### Action item
This exercise calls for the records to be repeated in full, exactly as written.
──────── Exercise inputs
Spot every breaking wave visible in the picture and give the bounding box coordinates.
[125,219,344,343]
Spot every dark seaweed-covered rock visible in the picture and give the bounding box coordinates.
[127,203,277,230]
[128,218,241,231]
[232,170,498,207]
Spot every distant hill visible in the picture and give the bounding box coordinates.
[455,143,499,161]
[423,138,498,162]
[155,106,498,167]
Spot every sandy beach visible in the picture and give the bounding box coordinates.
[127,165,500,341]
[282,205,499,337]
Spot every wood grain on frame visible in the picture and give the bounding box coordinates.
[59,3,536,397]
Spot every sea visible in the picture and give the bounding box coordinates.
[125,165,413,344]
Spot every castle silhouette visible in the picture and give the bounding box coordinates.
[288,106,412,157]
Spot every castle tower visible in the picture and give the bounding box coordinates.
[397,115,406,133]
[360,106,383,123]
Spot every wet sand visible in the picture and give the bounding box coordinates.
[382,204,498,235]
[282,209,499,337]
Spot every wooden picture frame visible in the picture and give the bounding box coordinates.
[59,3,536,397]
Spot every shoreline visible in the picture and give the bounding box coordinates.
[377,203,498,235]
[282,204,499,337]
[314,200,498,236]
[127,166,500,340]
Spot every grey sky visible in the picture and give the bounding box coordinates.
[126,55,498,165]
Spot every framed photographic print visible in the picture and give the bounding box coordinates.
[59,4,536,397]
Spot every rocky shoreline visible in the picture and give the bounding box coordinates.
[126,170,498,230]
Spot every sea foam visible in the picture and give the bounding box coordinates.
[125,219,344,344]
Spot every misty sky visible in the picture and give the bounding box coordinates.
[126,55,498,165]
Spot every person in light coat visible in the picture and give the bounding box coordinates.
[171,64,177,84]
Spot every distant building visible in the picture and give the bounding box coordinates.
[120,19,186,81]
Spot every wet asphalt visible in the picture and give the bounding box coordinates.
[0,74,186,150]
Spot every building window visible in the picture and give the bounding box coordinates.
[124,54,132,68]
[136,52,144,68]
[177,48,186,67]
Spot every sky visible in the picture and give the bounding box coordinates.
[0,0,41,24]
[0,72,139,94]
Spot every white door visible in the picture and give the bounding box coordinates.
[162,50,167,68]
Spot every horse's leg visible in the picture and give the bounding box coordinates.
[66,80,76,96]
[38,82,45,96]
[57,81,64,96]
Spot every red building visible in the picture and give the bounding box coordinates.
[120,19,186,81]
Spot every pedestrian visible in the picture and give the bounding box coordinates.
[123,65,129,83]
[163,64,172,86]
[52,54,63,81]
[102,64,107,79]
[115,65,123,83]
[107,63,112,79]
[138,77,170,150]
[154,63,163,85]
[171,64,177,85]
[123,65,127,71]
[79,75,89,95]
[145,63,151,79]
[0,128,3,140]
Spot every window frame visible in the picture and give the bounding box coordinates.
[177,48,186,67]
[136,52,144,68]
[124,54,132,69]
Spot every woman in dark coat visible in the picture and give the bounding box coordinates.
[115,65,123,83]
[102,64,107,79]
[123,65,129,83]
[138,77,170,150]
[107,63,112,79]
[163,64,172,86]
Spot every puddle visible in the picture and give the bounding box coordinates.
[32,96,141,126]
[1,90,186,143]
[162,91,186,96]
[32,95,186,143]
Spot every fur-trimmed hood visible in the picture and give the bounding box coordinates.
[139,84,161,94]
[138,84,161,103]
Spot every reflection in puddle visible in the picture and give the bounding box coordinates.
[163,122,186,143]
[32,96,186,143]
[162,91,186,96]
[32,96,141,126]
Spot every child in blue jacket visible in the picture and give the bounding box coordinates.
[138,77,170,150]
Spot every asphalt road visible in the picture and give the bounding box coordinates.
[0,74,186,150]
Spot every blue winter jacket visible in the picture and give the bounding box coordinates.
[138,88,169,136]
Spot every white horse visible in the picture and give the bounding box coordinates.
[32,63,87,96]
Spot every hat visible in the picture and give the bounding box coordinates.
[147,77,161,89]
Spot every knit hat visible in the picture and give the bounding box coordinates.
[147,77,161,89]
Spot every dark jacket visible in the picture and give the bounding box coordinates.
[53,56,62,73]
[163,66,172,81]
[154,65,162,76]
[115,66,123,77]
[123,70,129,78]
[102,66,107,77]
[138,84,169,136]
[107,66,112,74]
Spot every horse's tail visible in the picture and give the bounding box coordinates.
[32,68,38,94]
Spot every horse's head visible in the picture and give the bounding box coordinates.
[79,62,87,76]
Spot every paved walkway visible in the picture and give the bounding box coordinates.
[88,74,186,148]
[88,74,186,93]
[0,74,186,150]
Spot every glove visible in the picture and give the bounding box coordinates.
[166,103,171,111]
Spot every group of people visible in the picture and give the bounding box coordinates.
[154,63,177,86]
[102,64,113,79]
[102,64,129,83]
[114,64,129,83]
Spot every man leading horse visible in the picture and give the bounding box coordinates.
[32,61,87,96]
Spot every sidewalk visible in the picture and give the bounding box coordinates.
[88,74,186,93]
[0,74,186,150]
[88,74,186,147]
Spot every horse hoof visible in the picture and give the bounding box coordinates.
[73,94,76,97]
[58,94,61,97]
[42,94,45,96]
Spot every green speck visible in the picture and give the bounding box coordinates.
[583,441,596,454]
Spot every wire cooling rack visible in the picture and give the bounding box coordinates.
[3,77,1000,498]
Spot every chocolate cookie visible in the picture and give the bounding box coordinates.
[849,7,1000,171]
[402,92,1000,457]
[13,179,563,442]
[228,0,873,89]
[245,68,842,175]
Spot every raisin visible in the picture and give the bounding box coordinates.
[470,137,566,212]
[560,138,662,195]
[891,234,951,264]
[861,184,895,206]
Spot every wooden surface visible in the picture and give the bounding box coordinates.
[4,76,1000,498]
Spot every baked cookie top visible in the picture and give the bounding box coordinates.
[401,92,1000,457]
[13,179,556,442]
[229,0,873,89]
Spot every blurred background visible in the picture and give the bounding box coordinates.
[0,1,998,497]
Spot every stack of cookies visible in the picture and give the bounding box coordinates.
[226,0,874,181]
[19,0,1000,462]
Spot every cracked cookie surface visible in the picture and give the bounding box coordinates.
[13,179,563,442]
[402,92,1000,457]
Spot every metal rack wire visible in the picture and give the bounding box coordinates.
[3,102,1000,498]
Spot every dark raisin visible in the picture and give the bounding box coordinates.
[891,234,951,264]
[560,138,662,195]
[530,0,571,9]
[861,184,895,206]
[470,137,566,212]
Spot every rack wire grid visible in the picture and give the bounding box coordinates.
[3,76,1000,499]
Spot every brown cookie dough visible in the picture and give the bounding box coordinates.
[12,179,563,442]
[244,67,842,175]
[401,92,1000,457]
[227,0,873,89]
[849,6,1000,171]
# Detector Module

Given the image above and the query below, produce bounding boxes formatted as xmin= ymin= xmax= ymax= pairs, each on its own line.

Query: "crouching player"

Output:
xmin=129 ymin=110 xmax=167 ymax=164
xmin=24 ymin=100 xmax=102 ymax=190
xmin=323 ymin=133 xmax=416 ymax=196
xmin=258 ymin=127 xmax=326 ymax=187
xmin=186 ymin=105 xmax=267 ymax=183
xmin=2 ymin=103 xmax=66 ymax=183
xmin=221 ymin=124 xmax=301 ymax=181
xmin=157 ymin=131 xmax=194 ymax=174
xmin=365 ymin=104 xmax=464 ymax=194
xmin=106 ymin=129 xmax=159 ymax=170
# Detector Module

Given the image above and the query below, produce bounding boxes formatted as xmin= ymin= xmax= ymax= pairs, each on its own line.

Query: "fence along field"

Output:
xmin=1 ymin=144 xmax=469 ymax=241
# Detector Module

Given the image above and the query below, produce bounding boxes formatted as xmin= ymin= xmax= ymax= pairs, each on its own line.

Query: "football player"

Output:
────────────────
### Output
Spot every breaking wave visible in the picture and give the bounding box coordinates.
[125,219,344,343]
Spot every dark seaweed-covered rock visible in the picture and give the bounding box coordinates.
[127,203,277,230]
[128,218,241,231]
[232,170,498,207]
Spot every distant hill visible in the picture and give the bounding box coordinates.
[455,143,499,161]
[423,138,498,162]
[155,106,498,167]
Spot every sandy beach visible in the picture and give the bounding box coordinates.
[127,165,500,341]
[282,205,499,337]
Spot every wood grain on frame visible in the picture and give the bounding box coordinates.
[59,3,536,397]
Spot every sea visible in the picture and give the bounding box coordinates.
[125,165,413,344]
Spot every castle silhouette visible in the picture and give the bounding box coordinates.
[288,106,412,157]
Spot every castle tower visible in the picture and give the bounding box coordinates.
[397,115,406,133]
[360,106,383,123]
Spot every wet sand visible in the picture and give the bounding box coordinates.
[382,204,498,235]
[282,209,499,337]
Spot every wooden picture frame visible in the picture and give the bounding box coordinates.
[59,3,536,397]
Spot every shoreline visible in the picture and give the bounding box coordinates.
[377,203,498,235]
[282,204,499,337]
[314,200,498,236]
[127,166,500,340]
Spot every grey sky visible in the picture and give the bounding box coordinates.
[126,55,498,165]
Spot every framed photographic print visible in the picture and give the bounding box coordinates.
[59,4,536,397]
Spot every rocky shoreline visible in the picture and give the bounding box coordinates.
[126,170,498,230]
Spot every sea foam visible in the picture and give the bounding box coordinates.
[125,219,344,344]
Spot every misty sky visible in the picture and give the bounding box coordinates.
[126,55,498,165]
Spot every person in light coat visible in the picture and give the bounding box coordinates.
[171,64,177,84]
Spot every distant building visible in the picture and give the bounding box coordinates.
[120,19,186,81]
Spot every wet asphalt visible in the picture and give the bounding box coordinates.
[0,74,186,150]
Spot every building window visible in the picture and give the bounding box coordinates.
[124,54,132,68]
[136,52,144,68]
[177,48,186,67]
Spot every sky visible in the picture and give the bounding box coordinates.
[0,0,41,24]
[0,72,139,94]
Spot every white door visible in the picture and give the bounding box coordinates.
[162,50,167,68]
Spot every horse's leg visible in the picture and give the bounding box coordinates.
[66,80,76,96]
[38,82,45,96]
[57,81,64,96]
Spot every red building visible in the picture and give the bounding box coordinates.
[120,19,186,81]
Spot every pedestrian visible in the picture and give the bounding box coordinates.
[123,65,129,83]
[163,64,172,86]
[52,54,63,81]
[102,64,107,79]
[115,65,123,83]
[107,63,112,79]
[138,77,170,150]
[154,63,163,85]
[171,64,177,85]
[123,65,127,71]
[79,75,89,95]
[145,63,151,79]
[0,128,3,140]
Spot every window frame visible in the picture and give the bounding box coordinates.
[177,48,186,67]
[136,52,144,68]
[124,54,132,69]
Spot every woman in dark coat visible in the picture and give the bounding box coordinates.
[115,65,123,83]
[102,64,107,79]
[123,65,129,83]
[138,77,170,150]
[107,63,112,79]
[163,64,172,86]
Spot every puddle visible in the picture and give the bounding box coordinates.
[32,96,141,126]
[1,90,186,143]
[162,91,186,96]
[32,95,186,143]
Spot every fur-trimmed hood visible in the picture and give the bounding box coordinates.
[139,84,161,94]
[138,84,161,103]
Spot every reflection in puddle visible in the picture and give the bounding box coordinates.
[163,122,186,143]
[32,96,186,143]
[162,91,186,96]
[32,96,141,126]
Spot every child in blue jacket visible in the picture and give the bounding box coordinates.
[138,77,170,150]
Spot every asphalt road visible in the picture and give the bounding box coordinates.
[0,74,186,150]
Spot every blue winter jacket visible in the picture and give the bounding box coordinates.
[138,88,169,136]
Spot every white horse visible in the picture and give the bounding box coordinates.
[32,63,87,96]
Spot every hat visible in the picture and give the bounding box coordinates.
[147,77,161,89]
Spot every knit hat visible in the picture and give the bounding box coordinates.
[147,77,161,89]
Spot every dark jacket visible in the picture and give the bounding box coordinates.
[53,56,62,73]
[163,66,172,81]
[154,65,162,76]
[115,66,123,77]
[123,70,129,78]
[102,66,107,77]
[138,84,169,136]
[107,66,112,74]
Spot every horse's tail visible in the picture and give the bounding box coordinates.
[32,68,38,94]
Spot every horse's head visible in the picture and give the bounding box coordinates.
[79,62,87,76]
Spot every paved walkway visible in the picture and give the bounding box coordinates.
[88,74,186,148]
[88,74,186,93]
[0,74,186,150]
Spot every glove visible in the picture and give the bounding box coordinates.
[166,103,171,111]
Spot every group of people visible in the picture and give the bounding box coordinates.
[154,63,177,86]
[102,64,113,79]
[102,64,129,83]
[114,64,129,83]
Spot every man leading horse visible in the picture and give the bounding box coordinates.
[32,61,87,96]
Spot every sidewalk visible in the picture and give the bounding box coordinates.
[88,74,186,93]
[0,74,186,150]
[88,74,186,147]
Spot every horse hoof visible in the picture and give the bounding box coordinates.
[73,94,76,97]
[58,94,61,97]
[42,94,45,96]
Spot every green speck visible in the picture and give the bounding box coordinates.
[583,441,596,454]
Spot every wire cooling rack visible in the picture and give the bounding box coordinates.
[3,77,1000,498]
Spot every chocolate cookie visible in the picture and give the bounding box coordinates.
[849,7,1000,171]
[402,92,1000,457]
[13,179,563,442]
[228,0,873,89]
[245,68,842,175]
Spot every raisin visible in the picture and give the bounding box coordinates.
[470,137,566,212]
[560,138,662,195]
[891,234,951,264]
[861,184,895,206]
Spot every wooden surface visible in the picture and give the bounding box coordinates.
[4,76,1000,498]
Spot every baked cookie top visible in the picture and give the bounding box coordinates.
[401,92,1000,457]
[13,179,556,442]
[229,0,873,89]
Spot every blurred background visible in the picture and give the bounding box coordinates.
[0,1,998,497]
Spot every stack of cookies visible in the picture and give the bounding box coordinates.
[226,0,874,181]
[19,0,1000,462]
Spot every cracked cookie surface visible in the picture and give the bounding box coordinates.
[13,179,563,442]
[402,92,1000,457]
Spot every metal rack wire visible in the picture and give the bounding box coordinates.
[3,102,1000,498]
Spot every dark raisin visible in the picture and give the bounding box coordinates.
[891,234,951,264]
[560,138,662,195]
[530,0,571,9]
[861,184,895,206]
[470,137,566,212]
Spot every rack wire grid visible in the picture and give the bounding box coordinates.
[3,76,1000,499]
Spot every brown cookie dough visible in the picture and give the bounding box coordinates.
[12,179,563,442]
[244,67,842,175]
[401,92,1000,457]
[227,0,873,89]
[849,6,1000,171]
# Detector Module

Given the image above and the query below, produce bounding boxes formatted as xmin= ymin= xmax= ymax= pairs, each on its own line.

Query: "crouching player"

Output:
xmin=129 ymin=110 xmax=167 ymax=164
xmin=24 ymin=100 xmax=102 ymax=190
xmin=323 ymin=133 xmax=416 ymax=196
xmin=258 ymin=127 xmax=326 ymax=187
xmin=186 ymin=105 xmax=267 ymax=183
xmin=2 ymin=103 xmax=66 ymax=183
xmin=221 ymin=124 xmax=301 ymax=181
xmin=157 ymin=131 xmax=194 ymax=174
xmin=365 ymin=104 xmax=464 ymax=194
xmin=106 ymin=129 xmax=159 ymax=170
# Detector Module

Given the image above and the query below, produce bounding boxes formatted as xmin= ymin= xmax= ymax= pairs, each on its own line.

Query: "fence along field"

Output:
xmin=1 ymin=144 xmax=469 ymax=241
# Detector Module

Given the image above and the query below, produce bounding boxes formatted as xmin= ymin= xmax= ymax= pairs, each on its own line.

Query: "football player"

Output:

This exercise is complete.